EXERCISE DETAILS:
What is the number of lines in the data holding the word "below"? Give that number by itself.

RECORDED DATA:
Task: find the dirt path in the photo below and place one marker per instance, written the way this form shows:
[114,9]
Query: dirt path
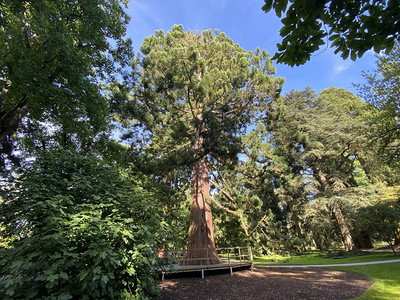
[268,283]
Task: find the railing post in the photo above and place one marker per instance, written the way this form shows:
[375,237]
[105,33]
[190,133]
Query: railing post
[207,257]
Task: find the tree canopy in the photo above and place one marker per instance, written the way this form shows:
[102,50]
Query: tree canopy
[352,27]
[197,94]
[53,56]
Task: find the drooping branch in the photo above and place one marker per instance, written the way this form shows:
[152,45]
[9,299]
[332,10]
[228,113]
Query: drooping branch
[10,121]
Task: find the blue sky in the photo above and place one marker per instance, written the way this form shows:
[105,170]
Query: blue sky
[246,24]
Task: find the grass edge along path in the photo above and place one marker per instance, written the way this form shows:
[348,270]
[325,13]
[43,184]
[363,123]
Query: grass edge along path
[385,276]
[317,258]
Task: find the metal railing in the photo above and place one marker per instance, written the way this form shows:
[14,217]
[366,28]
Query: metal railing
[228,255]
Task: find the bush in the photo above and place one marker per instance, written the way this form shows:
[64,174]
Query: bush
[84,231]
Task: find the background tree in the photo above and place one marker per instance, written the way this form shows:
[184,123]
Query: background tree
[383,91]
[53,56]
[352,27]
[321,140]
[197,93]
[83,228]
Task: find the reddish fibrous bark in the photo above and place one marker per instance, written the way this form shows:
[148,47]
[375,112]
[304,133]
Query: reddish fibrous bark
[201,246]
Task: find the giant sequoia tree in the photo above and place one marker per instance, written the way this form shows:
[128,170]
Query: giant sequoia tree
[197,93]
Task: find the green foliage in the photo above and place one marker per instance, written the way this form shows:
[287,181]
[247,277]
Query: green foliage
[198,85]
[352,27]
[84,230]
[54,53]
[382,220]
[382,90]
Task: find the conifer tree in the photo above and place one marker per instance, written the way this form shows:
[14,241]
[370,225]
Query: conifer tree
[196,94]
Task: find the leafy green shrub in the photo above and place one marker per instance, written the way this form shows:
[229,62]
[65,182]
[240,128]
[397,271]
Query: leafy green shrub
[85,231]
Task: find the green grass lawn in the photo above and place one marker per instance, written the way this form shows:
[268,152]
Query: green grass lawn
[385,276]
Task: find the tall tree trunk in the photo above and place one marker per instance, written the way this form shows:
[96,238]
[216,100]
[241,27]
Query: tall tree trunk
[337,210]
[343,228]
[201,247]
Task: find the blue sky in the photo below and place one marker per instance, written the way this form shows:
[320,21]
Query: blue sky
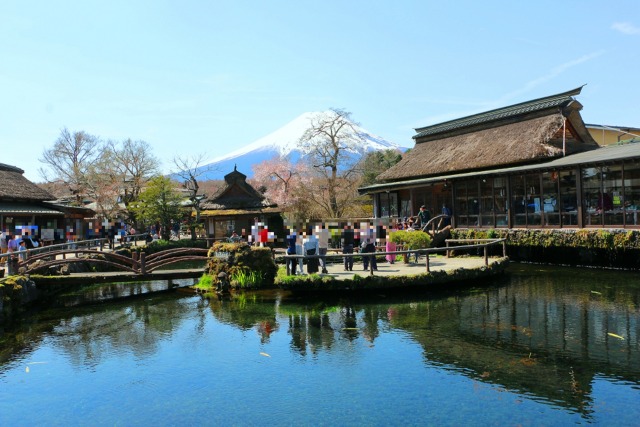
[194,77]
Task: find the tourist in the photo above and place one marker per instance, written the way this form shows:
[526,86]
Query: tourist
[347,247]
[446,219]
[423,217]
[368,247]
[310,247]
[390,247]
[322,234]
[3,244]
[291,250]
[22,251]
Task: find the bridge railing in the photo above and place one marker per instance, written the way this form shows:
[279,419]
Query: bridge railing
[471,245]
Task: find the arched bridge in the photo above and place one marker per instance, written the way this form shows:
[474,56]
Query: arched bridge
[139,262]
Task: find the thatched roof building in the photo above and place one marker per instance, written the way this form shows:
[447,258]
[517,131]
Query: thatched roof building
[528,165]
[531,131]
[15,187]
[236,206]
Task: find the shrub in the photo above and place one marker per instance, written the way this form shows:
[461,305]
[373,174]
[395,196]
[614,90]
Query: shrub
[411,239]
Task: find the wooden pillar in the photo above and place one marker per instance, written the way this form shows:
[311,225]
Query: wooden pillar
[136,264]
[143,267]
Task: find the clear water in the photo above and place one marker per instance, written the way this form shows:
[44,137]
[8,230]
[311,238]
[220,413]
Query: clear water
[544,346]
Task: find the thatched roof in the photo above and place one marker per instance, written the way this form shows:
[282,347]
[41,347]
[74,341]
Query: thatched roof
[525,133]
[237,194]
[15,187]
---
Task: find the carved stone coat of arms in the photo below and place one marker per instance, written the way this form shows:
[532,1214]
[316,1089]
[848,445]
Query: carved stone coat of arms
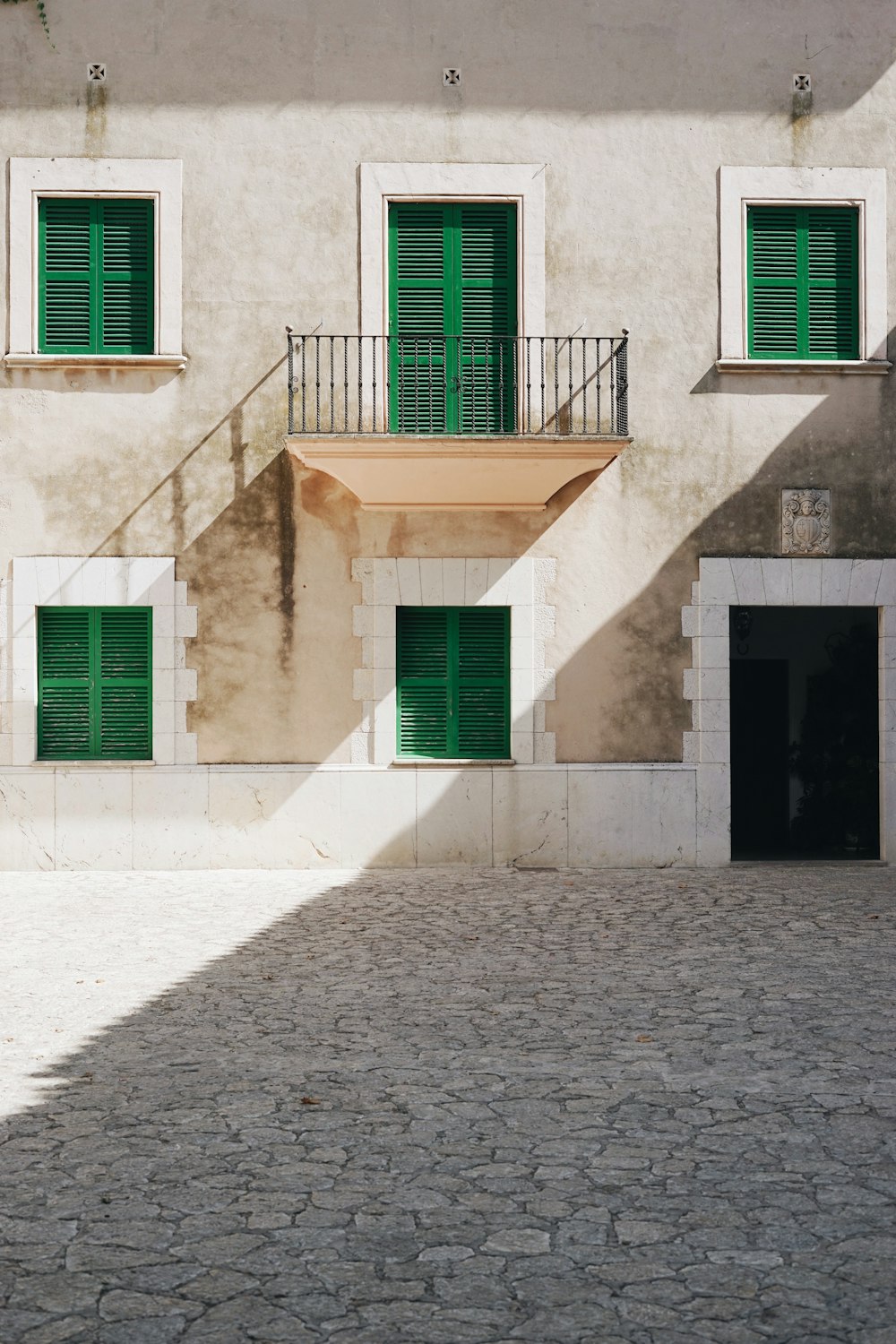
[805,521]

ANSWER FOR THE TASK:
3